▶ _What needs to be done_: Print every line below without adding or leaving out a single word.
-------- Dataset content
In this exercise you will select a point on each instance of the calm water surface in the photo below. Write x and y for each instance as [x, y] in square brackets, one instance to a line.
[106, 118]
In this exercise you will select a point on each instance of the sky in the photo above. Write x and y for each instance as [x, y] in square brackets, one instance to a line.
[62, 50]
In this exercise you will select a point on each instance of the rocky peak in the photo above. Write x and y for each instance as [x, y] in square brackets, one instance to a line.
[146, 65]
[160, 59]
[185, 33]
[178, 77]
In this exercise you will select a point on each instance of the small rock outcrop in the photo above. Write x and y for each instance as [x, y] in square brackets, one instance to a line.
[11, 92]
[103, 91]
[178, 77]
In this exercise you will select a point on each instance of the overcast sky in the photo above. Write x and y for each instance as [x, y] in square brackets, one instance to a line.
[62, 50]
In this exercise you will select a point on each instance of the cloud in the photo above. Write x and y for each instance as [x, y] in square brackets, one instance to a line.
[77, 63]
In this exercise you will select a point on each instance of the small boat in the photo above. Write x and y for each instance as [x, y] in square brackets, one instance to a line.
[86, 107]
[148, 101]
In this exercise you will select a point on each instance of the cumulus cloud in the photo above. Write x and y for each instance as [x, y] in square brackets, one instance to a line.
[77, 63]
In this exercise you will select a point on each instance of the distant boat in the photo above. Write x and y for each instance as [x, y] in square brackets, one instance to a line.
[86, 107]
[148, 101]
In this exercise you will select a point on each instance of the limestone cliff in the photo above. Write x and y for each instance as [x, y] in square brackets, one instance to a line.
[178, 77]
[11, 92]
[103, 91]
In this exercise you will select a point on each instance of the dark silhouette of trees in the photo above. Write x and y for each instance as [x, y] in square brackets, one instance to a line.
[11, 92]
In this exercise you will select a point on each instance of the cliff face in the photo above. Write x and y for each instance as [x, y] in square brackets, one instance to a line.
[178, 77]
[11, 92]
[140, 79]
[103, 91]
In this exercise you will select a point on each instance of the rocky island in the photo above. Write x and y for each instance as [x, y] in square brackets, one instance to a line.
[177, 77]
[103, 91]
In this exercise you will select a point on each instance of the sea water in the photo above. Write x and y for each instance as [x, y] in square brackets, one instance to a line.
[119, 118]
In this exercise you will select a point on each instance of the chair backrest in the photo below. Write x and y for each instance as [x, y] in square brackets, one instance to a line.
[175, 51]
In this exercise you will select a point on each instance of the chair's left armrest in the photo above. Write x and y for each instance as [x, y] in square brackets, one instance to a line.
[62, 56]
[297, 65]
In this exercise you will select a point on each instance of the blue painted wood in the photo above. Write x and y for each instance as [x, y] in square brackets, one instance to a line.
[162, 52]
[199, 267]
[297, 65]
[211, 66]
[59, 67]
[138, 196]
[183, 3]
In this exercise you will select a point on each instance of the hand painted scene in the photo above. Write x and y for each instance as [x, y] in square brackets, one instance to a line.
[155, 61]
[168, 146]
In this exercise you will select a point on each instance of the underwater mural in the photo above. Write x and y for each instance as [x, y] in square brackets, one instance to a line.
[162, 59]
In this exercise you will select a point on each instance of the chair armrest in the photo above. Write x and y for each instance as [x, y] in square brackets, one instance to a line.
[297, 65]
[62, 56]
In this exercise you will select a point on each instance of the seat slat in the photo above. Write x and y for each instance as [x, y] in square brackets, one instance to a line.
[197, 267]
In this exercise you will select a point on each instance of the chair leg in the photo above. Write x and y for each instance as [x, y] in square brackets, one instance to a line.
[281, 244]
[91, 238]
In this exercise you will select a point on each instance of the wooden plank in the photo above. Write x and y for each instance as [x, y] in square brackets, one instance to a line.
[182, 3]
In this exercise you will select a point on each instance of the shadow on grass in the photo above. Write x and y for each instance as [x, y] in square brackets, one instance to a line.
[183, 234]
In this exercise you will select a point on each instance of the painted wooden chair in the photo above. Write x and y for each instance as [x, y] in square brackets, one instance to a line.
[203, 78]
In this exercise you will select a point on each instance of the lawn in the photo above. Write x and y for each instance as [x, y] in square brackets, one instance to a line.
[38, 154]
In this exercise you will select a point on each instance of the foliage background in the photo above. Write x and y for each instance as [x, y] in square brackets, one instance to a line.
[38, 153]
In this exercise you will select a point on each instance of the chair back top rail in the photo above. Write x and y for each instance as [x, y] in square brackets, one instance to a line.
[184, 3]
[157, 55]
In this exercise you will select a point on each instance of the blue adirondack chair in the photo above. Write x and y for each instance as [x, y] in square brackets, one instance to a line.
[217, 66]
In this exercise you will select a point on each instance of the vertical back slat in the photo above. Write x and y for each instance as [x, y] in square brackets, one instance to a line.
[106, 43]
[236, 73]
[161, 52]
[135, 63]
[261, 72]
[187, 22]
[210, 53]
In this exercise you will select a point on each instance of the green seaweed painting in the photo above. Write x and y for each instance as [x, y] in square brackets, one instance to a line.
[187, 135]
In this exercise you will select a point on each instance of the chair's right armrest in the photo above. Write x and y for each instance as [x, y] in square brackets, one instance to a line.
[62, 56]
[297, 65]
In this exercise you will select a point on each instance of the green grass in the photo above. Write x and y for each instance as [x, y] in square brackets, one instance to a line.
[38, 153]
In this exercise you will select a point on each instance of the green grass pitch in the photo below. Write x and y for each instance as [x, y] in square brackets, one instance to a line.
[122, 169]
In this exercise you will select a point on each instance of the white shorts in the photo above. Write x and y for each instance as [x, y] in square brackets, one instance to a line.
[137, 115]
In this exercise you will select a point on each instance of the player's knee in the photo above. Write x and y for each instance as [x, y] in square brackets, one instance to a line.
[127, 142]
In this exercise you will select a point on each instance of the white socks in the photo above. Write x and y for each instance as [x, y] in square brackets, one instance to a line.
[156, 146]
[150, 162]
----------------
▶ _Written answer_:
In this exercise you will select a point on each instance of the calm water surface in the photo below. Write x and y for each instance as [x, y] in square brackets, one instance to a line.
[106, 118]
In this exercise you will select a point on each instance of the sky in the photo above. Write x and y for each instance as [x, y] in square brackets, one instance to a line.
[62, 50]
In this exercise you will select a point on each instance of the rocky peak in the photo above. Write x and y for each instance as [x, y] in square brackets, one instance to a line.
[146, 65]
[160, 59]
[185, 33]
[178, 77]
In this exercise you will select a point on each instance of the small rock outcrop in the photo above. Write x and y for each instance as [x, y] in square brackets, one instance to a line.
[11, 92]
[103, 91]
[178, 77]
In this exercise you will select a point on each instance of the overcast sky in the photo above. Write x and y for each instance as [x, y] in square brackets, one instance to a line.
[62, 50]
In this exercise you will select a point on each instance of the cloud in the photo above. Write x and y for each instance as [x, y] in square brackets, one instance to a line.
[77, 63]
In this exercise you will select a point on each instance of the small boat in the photo above. Write x and y for each instance as [x, y] in square brackets, one instance to a line.
[86, 107]
[148, 101]
In this exercise you will select a point on each instance of the cumulus cloud in the photo above. Write x and y for each instance as [x, y] in square brackets, one instance to a line.
[77, 63]
In this exercise you will select a point on each instance of the distant boat in the photo above. Write x and y for each instance as [x, y] in square brackets, one instance to a line.
[86, 107]
[148, 101]
In this exercise you will select a point on each instance of the limestone cliff in the photo above. Write x and y for each instance as [x, y] in square brackets, one instance to a line.
[178, 77]
[11, 92]
[103, 91]
In this exercise you will select a point on each instance of the dark silhouette of trees in the photo above. Write x and y for each instance as [x, y] in square brackets, one instance to a line.
[11, 92]
In this exercise you will select a point on each instance of the cliff face in the photo above. Write x and y for each instance as [x, y] in square brackets, one instance to a line.
[178, 77]
[11, 92]
[140, 79]
[103, 91]
In this exercise you will select a point on each instance of the rocky island in the photo above. Write x and y for each instance as [x, y] in square brackets, one instance to a line.
[177, 77]
[103, 91]
In this exercise you will select a point on each instance of the sea water in the photo above. Write x and y for each instance as [x, y] in square brackets, one instance to a line.
[119, 118]
In this exercise you will select a point on each instance of the chair backrest in the photo below. Write x and y for each instance as [x, y] in square brackets, one instance to a line.
[175, 51]
In this exercise you will select a point on each instance of the chair's left armrest in the photo above. Write x and y for each instance as [x, y] in square brackets, one instance to a line.
[62, 56]
[297, 65]
In this exercise you will select a point on each instance of the blue painted wood in the photo above. Write x and y for each instance as [x, y] in square brackets, one instance to a line.
[162, 52]
[199, 267]
[297, 65]
[211, 66]
[59, 67]
[138, 196]
[183, 3]
In this exercise you will select a point on each instance of the hand painted scene in the photo above. Write x and y for each instance as [x, y] in square brackets, one instance to a line.
[155, 61]
[168, 146]
In this exercise you will select a point on each instance of the underwater mural in the photo above. Write x and y for each instance as [x, y] in square brackets, one instance to a line.
[162, 59]
In this exercise you will select a point on each instance of the chair armrest in the photo above. Write x and y for each instance as [x, y] in square brackets, one instance to a line.
[297, 65]
[62, 56]
In this exercise you will select a point on each instance of the seat slat in the photo above. Write x and y for each instance as [x, y] in square brackets, one instance to a line.
[197, 267]
In this exercise you will select a point on each instance of the chair leg in the photo above. Write x and y for each instance as [x, y] in square brackets, one instance to a line.
[281, 244]
[91, 238]
In this exercise you will select a point on each instance of the wooden plank in the photo above. Write x and y for each instance as [x, y] in square brackets, one instance to a line.
[182, 3]
In this exercise you will select a point on each instance of the shadow on grass in the photo above. Write x and y for each instance as [x, y] in square brackets, one instance to a line.
[183, 234]
In this exercise you will select a point on each instance of the painted wooden chair in the photo above. Write x and y for each instance as [x, y] in square brackets, one instance to a line.
[203, 78]
In this exercise you will select a point on each instance of the lawn in the photo above. Write x and y for each instance as [x, y] in square brackets, one instance to a line.
[38, 154]
In this exercise you will select a point on each instance of the foliage background in the photo above. Write x and y for each instance as [x, y] in square brackets, one instance to a line.
[38, 153]
In this exercise you will select a point on each instance of the chair back top rail in the photo above. Write x and y for each instance as [x, y] in square brackets, one instance to a line.
[184, 3]
[157, 55]
In this exercise you will select a point on each instance of the blue adirondack chair in the photo above. Write x and y for each instance as [x, y] in square brackets, one instance to a line.
[217, 66]
In this exercise you will select a point on each instance of the vertical back slat in the photo above. Write x and y for each instance as [x, y] in square brackets, one instance to a line.
[106, 43]
[236, 73]
[161, 52]
[135, 63]
[261, 72]
[187, 22]
[210, 53]
In this exercise you will select a point on each instance of the green seaweed painting in the photo above. Write x and y for each instance as [x, y] in square brackets, one instance to a line.
[187, 135]
In this exercise you will select a point on each instance of the chair's right armrest in the photo above. Write x and y for each instance as [x, y] in square brackets, one instance to a line.
[62, 56]
[297, 65]
In this exercise you will select a point on each instance of the green grass in the photo above. Write x and y for each instance as [x, y] in square brackets, one instance to a line.
[38, 153]
In this exercise you will select a point on each instance of the green grass pitch in the photo below. Write x and y for each instance as [x, y] in square brackets, one instance to a line.
[122, 169]
In this exercise you will select a point on each instance of the white shorts in the photo above. Write x and y for each instance as [x, y] in square brackets, one instance to a line.
[137, 115]
In this exercise you will select a point on each instance of the player's knee in the photo above. Write x and y for each instance as [x, y] in square brackets, one instance to a line.
[127, 142]
In this exercise you will select a point on each instance of the white socks in the photo above. Write x and y for each instance as [x, y] in square brackets, one instance to a line.
[156, 146]
[150, 162]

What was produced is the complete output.